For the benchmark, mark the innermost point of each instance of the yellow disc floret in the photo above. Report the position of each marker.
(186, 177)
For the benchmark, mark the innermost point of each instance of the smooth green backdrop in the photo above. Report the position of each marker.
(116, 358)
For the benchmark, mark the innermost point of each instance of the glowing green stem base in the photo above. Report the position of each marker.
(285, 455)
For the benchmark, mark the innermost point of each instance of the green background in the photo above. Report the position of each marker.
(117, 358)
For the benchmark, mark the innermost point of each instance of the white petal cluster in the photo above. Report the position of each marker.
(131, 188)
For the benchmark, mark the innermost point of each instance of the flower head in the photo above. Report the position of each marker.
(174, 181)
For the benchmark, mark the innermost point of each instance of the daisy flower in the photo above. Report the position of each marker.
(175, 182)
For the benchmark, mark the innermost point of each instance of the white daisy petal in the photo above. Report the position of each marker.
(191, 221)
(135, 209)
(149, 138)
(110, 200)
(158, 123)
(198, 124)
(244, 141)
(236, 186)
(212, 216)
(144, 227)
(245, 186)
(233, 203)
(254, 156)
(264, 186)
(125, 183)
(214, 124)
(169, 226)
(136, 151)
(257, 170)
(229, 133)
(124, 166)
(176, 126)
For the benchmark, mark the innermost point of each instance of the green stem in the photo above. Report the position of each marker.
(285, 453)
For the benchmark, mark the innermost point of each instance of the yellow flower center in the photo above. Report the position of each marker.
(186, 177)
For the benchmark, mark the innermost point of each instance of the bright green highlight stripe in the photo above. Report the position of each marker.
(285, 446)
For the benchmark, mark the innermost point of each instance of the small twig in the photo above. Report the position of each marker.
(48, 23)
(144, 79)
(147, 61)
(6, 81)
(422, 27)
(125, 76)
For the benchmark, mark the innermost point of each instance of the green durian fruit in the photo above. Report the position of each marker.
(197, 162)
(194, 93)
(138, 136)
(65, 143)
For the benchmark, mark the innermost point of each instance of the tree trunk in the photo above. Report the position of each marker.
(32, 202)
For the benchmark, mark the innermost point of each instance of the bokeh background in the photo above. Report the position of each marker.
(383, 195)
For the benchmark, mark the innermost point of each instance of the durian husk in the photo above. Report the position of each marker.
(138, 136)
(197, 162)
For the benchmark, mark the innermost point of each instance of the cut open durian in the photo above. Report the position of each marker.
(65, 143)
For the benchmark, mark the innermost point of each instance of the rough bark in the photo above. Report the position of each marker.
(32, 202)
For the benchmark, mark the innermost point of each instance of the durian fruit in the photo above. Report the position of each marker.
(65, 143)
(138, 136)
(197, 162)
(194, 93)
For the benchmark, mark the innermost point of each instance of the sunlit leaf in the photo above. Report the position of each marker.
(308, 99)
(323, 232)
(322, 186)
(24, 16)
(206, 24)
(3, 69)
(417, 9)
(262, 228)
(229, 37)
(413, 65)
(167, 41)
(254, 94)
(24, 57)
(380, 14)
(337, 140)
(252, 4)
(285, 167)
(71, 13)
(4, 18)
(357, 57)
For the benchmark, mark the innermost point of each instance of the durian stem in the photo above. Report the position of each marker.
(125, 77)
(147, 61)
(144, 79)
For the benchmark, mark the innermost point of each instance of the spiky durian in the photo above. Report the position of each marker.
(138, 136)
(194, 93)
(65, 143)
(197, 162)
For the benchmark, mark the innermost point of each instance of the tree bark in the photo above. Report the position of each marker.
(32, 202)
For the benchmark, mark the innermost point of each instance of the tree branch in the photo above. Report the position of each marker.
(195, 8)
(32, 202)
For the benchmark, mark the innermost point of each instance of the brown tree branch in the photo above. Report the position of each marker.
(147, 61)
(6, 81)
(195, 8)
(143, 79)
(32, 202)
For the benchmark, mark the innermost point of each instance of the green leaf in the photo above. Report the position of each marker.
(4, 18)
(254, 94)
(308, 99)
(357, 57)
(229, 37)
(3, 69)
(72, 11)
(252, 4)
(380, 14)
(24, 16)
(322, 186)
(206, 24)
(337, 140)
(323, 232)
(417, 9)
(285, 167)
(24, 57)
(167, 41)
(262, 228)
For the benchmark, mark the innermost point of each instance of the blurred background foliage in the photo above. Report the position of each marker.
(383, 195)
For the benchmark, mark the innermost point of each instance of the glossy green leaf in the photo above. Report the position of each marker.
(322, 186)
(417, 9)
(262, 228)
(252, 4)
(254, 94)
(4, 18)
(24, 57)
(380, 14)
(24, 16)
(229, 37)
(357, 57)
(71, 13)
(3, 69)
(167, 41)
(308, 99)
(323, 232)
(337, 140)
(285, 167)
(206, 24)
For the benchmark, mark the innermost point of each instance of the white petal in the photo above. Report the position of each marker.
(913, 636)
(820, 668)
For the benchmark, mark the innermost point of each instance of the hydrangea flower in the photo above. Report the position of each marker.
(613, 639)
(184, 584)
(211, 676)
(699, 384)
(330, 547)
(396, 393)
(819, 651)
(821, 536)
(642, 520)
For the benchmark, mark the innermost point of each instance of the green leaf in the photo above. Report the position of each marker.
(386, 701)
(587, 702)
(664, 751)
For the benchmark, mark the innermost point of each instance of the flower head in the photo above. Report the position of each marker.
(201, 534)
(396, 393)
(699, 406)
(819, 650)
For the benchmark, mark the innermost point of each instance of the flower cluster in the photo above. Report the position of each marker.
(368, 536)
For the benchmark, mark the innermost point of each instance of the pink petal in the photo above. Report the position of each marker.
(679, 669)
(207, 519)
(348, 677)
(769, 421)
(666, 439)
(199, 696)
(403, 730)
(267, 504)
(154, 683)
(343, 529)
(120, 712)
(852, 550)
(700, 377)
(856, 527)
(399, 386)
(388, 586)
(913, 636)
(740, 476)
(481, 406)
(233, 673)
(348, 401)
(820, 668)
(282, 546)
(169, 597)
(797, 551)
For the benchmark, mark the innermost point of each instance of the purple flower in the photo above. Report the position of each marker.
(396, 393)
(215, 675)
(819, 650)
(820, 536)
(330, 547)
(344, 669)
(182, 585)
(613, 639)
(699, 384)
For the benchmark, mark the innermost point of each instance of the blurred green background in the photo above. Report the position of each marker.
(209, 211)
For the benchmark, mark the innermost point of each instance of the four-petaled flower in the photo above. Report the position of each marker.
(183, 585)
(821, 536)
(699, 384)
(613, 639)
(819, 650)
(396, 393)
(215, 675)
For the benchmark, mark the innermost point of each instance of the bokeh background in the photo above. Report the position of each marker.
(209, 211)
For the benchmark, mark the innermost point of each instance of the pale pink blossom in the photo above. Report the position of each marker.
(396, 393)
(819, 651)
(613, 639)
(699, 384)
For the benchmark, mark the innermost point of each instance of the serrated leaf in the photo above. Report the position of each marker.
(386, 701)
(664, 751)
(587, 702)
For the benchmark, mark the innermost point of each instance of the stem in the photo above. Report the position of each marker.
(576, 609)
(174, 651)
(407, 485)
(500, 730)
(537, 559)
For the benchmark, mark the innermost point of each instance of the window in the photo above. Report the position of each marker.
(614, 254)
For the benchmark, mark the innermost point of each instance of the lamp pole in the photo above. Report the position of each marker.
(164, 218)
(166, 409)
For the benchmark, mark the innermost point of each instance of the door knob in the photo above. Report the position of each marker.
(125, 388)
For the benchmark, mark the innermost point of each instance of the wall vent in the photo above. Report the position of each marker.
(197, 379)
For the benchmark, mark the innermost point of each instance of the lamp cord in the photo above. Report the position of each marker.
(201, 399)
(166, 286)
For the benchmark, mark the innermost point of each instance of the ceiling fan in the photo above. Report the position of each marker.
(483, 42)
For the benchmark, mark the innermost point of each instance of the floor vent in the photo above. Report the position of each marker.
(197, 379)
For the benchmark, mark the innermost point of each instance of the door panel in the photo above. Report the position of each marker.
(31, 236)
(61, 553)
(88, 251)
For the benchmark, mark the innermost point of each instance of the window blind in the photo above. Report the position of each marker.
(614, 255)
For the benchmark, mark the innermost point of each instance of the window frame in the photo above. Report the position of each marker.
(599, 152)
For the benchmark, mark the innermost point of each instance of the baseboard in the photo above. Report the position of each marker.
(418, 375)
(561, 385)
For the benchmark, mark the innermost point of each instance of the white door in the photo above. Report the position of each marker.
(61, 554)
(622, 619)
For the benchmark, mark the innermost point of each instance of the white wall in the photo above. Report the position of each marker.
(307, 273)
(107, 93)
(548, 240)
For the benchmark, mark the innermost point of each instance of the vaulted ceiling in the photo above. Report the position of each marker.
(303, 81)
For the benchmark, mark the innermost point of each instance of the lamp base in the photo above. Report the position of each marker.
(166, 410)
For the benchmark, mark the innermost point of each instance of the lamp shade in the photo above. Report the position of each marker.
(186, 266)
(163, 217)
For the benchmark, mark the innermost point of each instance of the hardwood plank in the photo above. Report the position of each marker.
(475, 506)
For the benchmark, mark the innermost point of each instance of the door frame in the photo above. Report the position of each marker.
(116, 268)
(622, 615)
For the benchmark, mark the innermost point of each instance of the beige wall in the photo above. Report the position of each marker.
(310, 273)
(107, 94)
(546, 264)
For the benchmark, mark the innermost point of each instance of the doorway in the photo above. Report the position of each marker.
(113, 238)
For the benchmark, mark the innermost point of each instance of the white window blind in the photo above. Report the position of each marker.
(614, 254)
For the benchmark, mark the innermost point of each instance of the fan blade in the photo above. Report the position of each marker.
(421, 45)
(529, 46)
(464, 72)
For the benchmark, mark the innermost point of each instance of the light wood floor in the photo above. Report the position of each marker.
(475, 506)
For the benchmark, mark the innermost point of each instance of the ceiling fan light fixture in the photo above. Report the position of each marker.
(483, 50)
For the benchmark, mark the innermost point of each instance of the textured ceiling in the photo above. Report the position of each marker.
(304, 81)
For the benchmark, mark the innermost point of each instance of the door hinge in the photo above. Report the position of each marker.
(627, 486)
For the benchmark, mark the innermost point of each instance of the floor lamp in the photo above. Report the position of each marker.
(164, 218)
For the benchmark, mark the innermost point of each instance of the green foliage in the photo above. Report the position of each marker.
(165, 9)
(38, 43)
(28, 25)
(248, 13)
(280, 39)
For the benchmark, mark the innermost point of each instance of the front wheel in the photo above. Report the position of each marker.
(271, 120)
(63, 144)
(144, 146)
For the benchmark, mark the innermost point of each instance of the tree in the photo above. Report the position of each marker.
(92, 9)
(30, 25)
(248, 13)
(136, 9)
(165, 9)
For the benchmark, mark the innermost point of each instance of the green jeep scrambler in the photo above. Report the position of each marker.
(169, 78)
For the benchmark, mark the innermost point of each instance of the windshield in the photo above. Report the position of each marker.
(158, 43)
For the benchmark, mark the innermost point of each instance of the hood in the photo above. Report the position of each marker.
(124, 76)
================
→ Description of the task: Take the lines from the one containing "the green foliage" to the last line of the material above and write them out exactly.

→ The result:
For the benchmark, mark the innermost point of each instance of the green foliage in the photo above. Report the position of each marker.
(165, 9)
(38, 43)
(28, 25)
(248, 13)
(280, 39)
For the benchmark, mark the innermost point of each instance of the front wheel in the photo above. Report the position of each marker.
(271, 120)
(63, 144)
(144, 146)
For the benchmark, mark the innermost point of each instance of the tree in the photo above. Report the position of each marker.
(92, 9)
(30, 25)
(248, 13)
(136, 9)
(165, 9)
For the benchmark, mark the innermost point of each instance of the green jeep scrambler in the photo above. Report the position of each marker.
(169, 78)
For the benchmark, mark the innermost point of each instance of the windshield in the photo above. Report the position of each marker.
(158, 43)
For the benchmark, mark the innermost point of each instance of the hood in the photo above. Report the position of each marker.
(124, 76)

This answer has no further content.